• _Information provided_:
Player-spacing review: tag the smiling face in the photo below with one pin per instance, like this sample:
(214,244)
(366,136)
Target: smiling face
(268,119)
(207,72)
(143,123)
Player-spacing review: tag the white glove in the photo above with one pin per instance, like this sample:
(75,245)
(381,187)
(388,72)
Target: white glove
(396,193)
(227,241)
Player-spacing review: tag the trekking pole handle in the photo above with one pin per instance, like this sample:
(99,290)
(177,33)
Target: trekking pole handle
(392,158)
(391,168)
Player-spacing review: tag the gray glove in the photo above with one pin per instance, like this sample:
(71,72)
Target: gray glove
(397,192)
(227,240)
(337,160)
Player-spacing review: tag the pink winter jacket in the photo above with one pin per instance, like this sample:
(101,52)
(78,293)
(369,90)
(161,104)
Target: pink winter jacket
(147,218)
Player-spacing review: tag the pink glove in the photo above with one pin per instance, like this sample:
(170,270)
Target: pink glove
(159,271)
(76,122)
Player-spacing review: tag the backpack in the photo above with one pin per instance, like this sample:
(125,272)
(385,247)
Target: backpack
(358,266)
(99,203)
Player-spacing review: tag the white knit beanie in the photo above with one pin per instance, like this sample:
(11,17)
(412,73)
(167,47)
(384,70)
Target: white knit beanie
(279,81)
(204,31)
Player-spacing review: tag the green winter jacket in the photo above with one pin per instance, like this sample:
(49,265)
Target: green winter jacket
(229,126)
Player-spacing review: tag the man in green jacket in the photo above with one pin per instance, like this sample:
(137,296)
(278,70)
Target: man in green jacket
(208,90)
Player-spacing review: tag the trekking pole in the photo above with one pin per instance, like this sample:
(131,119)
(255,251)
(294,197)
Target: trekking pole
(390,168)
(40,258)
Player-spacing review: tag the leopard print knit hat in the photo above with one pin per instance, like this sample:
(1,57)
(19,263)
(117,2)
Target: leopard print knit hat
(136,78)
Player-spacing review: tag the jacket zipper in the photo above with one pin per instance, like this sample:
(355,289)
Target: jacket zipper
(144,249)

• _Requirement_: Rescale the records starting at the line containing "Player-spacing review: tag the jacket" and ending at the last line of the records, both included. Copy those lines in full, requests and all, but multiply each coordinate in the answers by 2.5 and round to whole numbers, halves up.

• _Result for this exercise_:
Player-spacing review: tag the jacket zipper in the photo above with one pin per instance, like this sample:
(355,289)
Target: jacket zipper
(360,623)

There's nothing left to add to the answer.